WHAT YOU SHOULD DO:
Go through the entries below and print each one exactly, leaving out pictures.
*** SUPPLIED RECORDS ***
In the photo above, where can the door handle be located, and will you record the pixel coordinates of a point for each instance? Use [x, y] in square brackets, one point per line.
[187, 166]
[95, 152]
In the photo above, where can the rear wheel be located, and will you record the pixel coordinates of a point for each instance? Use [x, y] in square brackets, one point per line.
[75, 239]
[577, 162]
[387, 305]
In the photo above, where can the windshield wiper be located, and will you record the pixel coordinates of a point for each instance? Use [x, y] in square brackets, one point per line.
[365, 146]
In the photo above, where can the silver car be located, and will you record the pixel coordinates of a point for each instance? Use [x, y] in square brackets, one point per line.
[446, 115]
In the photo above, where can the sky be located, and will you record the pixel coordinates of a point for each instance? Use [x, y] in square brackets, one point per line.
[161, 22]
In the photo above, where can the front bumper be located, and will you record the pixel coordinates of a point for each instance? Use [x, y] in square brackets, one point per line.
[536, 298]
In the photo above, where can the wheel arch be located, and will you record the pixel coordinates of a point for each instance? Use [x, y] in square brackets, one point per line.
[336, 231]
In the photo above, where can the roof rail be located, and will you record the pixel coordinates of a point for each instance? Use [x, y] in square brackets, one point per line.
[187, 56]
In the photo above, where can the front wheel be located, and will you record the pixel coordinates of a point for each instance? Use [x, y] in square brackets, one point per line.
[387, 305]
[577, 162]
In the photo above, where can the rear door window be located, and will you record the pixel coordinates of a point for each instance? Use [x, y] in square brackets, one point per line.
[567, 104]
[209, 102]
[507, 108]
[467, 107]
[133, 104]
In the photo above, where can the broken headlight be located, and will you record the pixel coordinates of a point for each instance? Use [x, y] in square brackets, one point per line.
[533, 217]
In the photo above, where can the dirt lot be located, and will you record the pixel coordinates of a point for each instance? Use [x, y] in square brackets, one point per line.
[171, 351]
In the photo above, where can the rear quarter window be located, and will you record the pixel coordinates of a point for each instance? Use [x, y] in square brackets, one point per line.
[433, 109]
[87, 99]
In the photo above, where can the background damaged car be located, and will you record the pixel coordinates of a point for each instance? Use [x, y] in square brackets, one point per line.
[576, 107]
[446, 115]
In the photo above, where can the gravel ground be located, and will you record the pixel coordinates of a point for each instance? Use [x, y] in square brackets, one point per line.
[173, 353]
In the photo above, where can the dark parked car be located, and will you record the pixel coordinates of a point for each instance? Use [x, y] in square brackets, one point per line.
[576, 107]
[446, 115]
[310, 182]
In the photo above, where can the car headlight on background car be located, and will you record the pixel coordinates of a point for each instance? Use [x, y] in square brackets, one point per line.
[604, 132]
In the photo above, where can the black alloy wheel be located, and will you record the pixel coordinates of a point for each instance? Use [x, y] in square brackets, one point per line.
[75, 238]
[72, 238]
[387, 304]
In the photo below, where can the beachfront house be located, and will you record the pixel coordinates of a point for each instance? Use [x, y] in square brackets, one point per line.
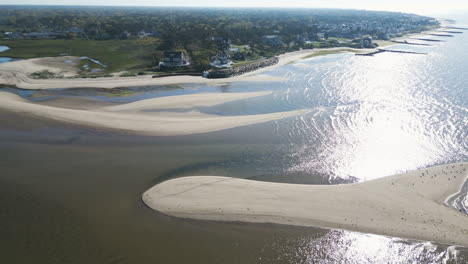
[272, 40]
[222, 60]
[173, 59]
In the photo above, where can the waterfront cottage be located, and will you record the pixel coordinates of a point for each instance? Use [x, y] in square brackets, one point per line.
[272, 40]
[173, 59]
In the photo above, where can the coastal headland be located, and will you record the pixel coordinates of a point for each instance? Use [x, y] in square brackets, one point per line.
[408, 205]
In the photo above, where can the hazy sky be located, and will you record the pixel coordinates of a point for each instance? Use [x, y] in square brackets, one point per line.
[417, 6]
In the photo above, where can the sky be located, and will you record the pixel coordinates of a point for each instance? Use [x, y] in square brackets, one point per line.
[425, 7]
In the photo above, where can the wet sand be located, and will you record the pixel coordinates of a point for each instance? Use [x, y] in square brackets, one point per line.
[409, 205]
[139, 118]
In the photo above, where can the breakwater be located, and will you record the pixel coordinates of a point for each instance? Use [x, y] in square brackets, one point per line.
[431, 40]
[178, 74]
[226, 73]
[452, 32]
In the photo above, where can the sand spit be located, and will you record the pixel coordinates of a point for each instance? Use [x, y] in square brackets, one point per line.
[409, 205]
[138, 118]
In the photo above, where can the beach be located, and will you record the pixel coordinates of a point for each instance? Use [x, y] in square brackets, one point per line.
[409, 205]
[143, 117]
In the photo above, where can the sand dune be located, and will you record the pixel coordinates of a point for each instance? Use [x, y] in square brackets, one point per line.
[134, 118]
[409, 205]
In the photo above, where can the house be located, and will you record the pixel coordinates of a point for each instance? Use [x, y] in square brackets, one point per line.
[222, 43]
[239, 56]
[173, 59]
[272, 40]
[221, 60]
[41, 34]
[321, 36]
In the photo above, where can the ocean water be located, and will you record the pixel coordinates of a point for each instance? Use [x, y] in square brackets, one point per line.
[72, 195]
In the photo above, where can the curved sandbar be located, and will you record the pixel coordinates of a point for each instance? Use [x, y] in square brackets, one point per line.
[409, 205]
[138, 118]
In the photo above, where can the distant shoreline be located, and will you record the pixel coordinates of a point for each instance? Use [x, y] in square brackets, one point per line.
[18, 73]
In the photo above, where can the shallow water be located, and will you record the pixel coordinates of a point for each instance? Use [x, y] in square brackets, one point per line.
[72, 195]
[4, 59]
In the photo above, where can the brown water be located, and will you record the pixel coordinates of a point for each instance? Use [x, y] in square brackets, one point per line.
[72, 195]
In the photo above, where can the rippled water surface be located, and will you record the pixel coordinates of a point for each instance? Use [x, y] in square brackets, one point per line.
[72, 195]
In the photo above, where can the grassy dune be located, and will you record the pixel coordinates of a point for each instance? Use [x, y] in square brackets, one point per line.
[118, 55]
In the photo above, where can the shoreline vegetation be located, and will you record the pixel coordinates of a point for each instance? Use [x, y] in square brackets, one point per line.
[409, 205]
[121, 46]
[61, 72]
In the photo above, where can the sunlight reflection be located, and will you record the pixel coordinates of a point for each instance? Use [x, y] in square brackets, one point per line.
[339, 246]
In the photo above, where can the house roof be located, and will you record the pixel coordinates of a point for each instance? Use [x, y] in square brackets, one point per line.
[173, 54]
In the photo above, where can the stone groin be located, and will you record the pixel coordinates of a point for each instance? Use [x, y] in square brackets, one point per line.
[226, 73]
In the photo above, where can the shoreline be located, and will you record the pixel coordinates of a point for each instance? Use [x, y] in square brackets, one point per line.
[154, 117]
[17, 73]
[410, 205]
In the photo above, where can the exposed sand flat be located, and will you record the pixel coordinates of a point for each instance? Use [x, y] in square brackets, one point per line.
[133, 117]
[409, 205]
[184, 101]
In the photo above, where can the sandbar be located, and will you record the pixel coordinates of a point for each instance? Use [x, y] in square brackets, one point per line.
***
THE COMPLETED TASK:
In the photo above, where can the door handle be located, and will you record the pixel coordinates of a point for each instance? Use [x, y] in square brackets, one point per line.
[187, 166]
[95, 152]
In the photo above, where can the rear wheel be located, and will you record the pixel coordinates of a point for each instance? Use [x, y] in square brackets, one point per line.
[75, 239]
[577, 162]
[387, 305]
In the photo above, where can the windshield wiper be located, and will you record the pixel coordinates of a point for each instance? Use [x, y] in square brackets, one point per line.
[365, 146]
In the photo above, where can the silver car be located, and will you record the pixel coordinates of a point for each instance? Use [x, y] in square brackets, one point per line.
[446, 115]
In the photo above, where can the sky be located, and will you record the pixel coordinates of a point for each instance? Use [x, y] in square brackets, one point per line.
[161, 22]
In the photo above, where can the front bumper be located, and will you record the pixel coordinates of a point for each instance? Use [x, y] in square brackets, one point per line.
[536, 298]
In the photo above, where can the wheel arch be located, and will you record the pixel coordinates of a point for each instance? Use [x, y] in square brackets, one point per line.
[336, 231]
In the photo above, where can the roof rail be located, and will you record the pixel coordinates of a point for each instance? Use [x, y] in square brackets, one point per line.
[187, 56]
In the photo above, where can the front wheel be located, and will you record the pixel coordinates of a point for each instance? Use [x, y] in square brackets, one point per line.
[387, 305]
[577, 162]
In the photo above, where can the rear door window be located, and will you record the pixel coordinates of a point for each instance? Use [x, y] in square brackets, one point per line.
[567, 104]
[209, 102]
[507, 108]
[467, 107]
[133, 104]
In the photo above, where can the broken headlight be located, and will you record the pixel coordinates of a point for each instance? Use [x, y] in square brackets, one point per line.
[533, 217]
In the photo above, where can the dirt lot be located, and will you record the pixel coordinates of a point for each instance? Use [x, y] in square brackets, one point per line.
[171, 351]
In the photo above, where can the rear quarter window be located, and will you record the pixel coordinates of a point for each instance? Use [x, y] in square brackets, one point per line.
[433, 109]
[87, 99]
In the photo above, where can the background damaged car be located, and will you record the pixel coordinates of a point for each instance? Use [x, y] in square brackets, one point per line.
[576, 107]
[446, 115]
In the photo above, where can the gravel ground be located, and will you record the pixel coordinates of a point for each instance? Use [x, y] in square brackets, one point per line.
[173, 353]
In the photo above, where can the dark parked car be located, and will you record the pixel coordinates of a point for each instance? Use [x, y] in square brackets, one point per line.
[576, 107]
[446, 115]
[310, 182]
In the photo above, where can the car headlight on background car be located, and will you record the pixel coordinates of a point for each instance? Use [x, y] in square brackets, one point per line.
[604, 132]
In the photo above, where can the black alloy wheel be located, and will you record the pixel coordinates of a point for each instance? Use [x, y] in square brackets, one point per line.
[75, 238]
[72, 238]
[387, 304]
In the photo below, where can the beachfront house be located, and will you record the pixel coordinates of a point for each instance? Use [x, y] in square brackets, one point per line.
[272, 40]
[222, 60]
[173, 59]
In the photo above, where can the waterfront cottage be located, and will you record the pixel coordinates of a point for each instance? Use [x, y] in square brackets, one point per line.
[272, 40]
[173, 59]
In the photo above, where can the coastal headland be located, and will you record the pixel coordinates of a point for each instance? Use [x, y] in square brackets, one point per line.
[408, 205]
In the photo above, where can the hazy sky be located, and will you record the pixel coordinates of a point for each instance? Use [x, y] in square brackets, one point per line.
[417, 6]
In the photo above, where can the sky be located, and will you record the pixel coordinates of a point for each instance? Use [x, y] in square brackets, one point per line.
[425, 7]
In the photo above, where can the wet sand be located, and will you record the pixel coordinates of a point for each instance? Use [x, y] in square brackets, one point per line.
[409, 205]
[139, 118]
In the photo above, where can the breakwater be located, and will you record the pixel coordinates of a point for each instance? Use [x, y] in square brackets, one point per line.
[431, 40]
[178, 74]
[226, 73]
[452, 32]
In the photo above, where can the sand spit be located, and will you record the pixel coordinates of a point for each instance? Use [x, y] in square brackets, one point per line.
[409, 205]
[138, 118]
In the photo above, where can the beach be located, and will you record the pixel coordinates of a point for each instance? Use [x, y] in square brackets, one point per line.
[409, 205]
[143, 117]
In the photo above, where can the sand dune be located, and will you record the pixel coordinates of a point for each instance? Use [x, y] in square brackets, one point per line.
[134, 118]
[409, 205]
In the photo above, where can the house be located, and will you record the pixel coordinates of a point for each instance? Use [x, y] in square brackets, one point per line.
[222, 43]
[239, 56]
[173, 59]
[272, 40]
[221, 60]
[41, 34]
[321, 36]
In the photo above, where can the ocean water be located, and will you record the pixel coordinates of a point for each instance? Use [x, y] in square brackets, one point per line.
[72, 195]
In the photo above, where can the curved sandbar be located, and will you record the pixel coordinates of a point for each instance? Use [x, y] in square brackets, one point per line.
[409, 205]
[138, 118]
In the photo above, where can the distant shoreline be located, and will you record the pixel coordinates of a point for each instance? Use [x, y] in square brackets, one point per line.
[18, 73]
In the photo above, where can the shallow water be located, and will you record the pixel coordinates of a point for each instance? Use [x, y] in square brackets, one point per line.
[72, 195]
[4, 59]
In the photo above, where can the brown water be located, and will you record the pixel coordinates of a point for each instance? Use [x, y] in square brackets, one point per line.
[72, 195]
In the photo above, where can the rippled water surface be located, and will you record the pixel coordinates of a point for each instance? Use [x, y] in square brackets, one point per line.
[72, 195]
In the photo above, where can the grassy dune be located, and will you record the pixel coordinates of a point for each instance? Use [x, y] in square brackets, one point per line.
[118, 55]
In the photo above, where can the shoreline vegetation be located, and will you record the pixel coordinates of a point for each instance? Use [x, y] in square brackets, one point per line.
[409, 205]
[121, 46]
[61, 72]
In the photo above, where can the sunlight reflection be located, and will you record the pixel coordinates of a point for each instance? Use [x, y] in square brackets, one point per line.
[339, 246]
In the photo above, where can the house roof be located, and will you record the pixel coordinates of a point for each instance? Use [x, y] in square brackets, one point per line.
[173, 54]
In the photo above, where can the stone groin be located, and will you record the pixel coordinates of a point for each instance? Use [x, y] in square brackets, one point per line.
[226, 73]
In the photo above, where can the shoreline be located, and will you record the pixel coordinates of a point for each instance? Use [x, y] in square brackets, one point per line.
[154, 117]
[17, 73]
[410, 205]
In the photo above, where can the exposed sand flat be located, and will you record the pixel coordinates of a point for each instance? Use [x, y] in square brackets, one point per line.
[133, 117]
[409, 205]
[184, 101]
In the photo above, where can the sandbar be located, and will you record the pixel coordinates of a point for each instance? Use [x, y] in square brackets, one point per line.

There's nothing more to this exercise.